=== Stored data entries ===
-*-
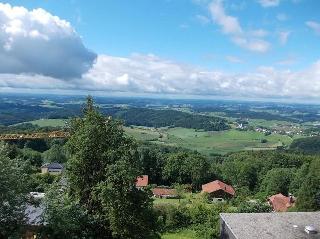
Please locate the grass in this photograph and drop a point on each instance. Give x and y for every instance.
(220, 142)
(49, 122)
(183, 234)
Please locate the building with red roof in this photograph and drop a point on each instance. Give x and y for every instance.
(142, 181)
(280, 203)
(218, 189)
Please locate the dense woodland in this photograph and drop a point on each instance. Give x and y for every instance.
(96, 197)
(173, 118)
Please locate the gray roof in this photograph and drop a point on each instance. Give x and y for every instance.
(34, 215)
(52, 166)
(272, 225)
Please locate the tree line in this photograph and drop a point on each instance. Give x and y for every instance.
(97, 197)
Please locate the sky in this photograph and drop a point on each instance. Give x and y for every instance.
(250, 49)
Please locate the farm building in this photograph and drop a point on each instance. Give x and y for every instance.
(164, 193)
(52, 168)
(291, 225)
(142, 181)
(218, 189)
(281, 203)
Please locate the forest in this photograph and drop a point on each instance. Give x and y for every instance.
(96, 194)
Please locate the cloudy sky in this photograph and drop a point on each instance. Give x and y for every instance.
(210, 48)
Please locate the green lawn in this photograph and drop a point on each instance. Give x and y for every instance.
(210, 142)
(183, 234)
(49, 122)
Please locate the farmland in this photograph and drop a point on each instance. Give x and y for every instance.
(215, 142)
(220, 142)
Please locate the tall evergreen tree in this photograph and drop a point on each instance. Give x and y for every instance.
(102, 172)
(13, 191)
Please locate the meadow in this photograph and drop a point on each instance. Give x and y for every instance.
(215, 142)
(220, 142)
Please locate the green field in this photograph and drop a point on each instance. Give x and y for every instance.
(49, 122)
(221, 142)
(209, 142)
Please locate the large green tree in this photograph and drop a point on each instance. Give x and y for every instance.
(102, 172)
(13, 192)
(187, 168)
(277, 180)
(309, 192)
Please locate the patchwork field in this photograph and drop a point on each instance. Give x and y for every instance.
(49, 122)
(221, 142)
(210, 142)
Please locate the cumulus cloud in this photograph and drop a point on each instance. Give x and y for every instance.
(151, 74)
(41, 51)
(283, 37)
(202, 19)
(37, 42)
(315, 26)
(269, 3)
(234, 59)
(282, 17)
(250, 40)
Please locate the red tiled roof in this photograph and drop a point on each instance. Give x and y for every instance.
(217, 185)
(142, 181)
(164, 191)
(280, 203)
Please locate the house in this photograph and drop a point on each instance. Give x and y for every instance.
(142, 181)
(164, 193)
(280, 203)
(33, 221)
(52, 168)
(218, 189)
(298, 225)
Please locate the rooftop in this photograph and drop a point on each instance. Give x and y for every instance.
(52, 166)
(217, 185)
(271, 225)
(142, 181)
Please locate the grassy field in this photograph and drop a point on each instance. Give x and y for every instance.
(183, 234)
(49, 122)
(221, 142)
(210, 142)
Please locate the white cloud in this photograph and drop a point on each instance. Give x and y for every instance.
(229, 24)
(259, 33)
(151, 74)
(282, 17)
(41, 51)
(234, 59)
(202, 19)
(283, 37)
(269, 3)
(250, 40)
(315, 26)
(287, 61)
(37, 42)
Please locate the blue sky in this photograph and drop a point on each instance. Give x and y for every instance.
(265, 45)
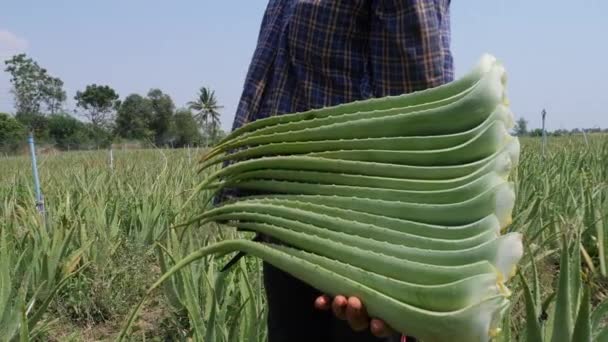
-*-
=== What you are asked to do ===
Write out the line that contains "Please locate the grassy" and every line after it to the end of the data, exactly as they stand. Omit the pictures.

=== Expected answer ===
Please locate the grassy field in this photograph and drop a point on each instance. Give x and y for every instance.
(183, 234)
(49, 122)
(221, 142)
(210, 142)
Please locate the white cloud in this photograph and drop a point on each instance. Give x and y for every instance.
(229, 24)
(259, 33)
(151, 74)
(282, 17)
(41, 51)
(234, 59)
(202, 19)
(283, 37)
(269, 3)
(250, 40)
(315, 26)
(287, 61)
(37, 42)
Please locate the blue sky in this photograph and drop a point on each instance. Give x and y for every instance.
(265, 45)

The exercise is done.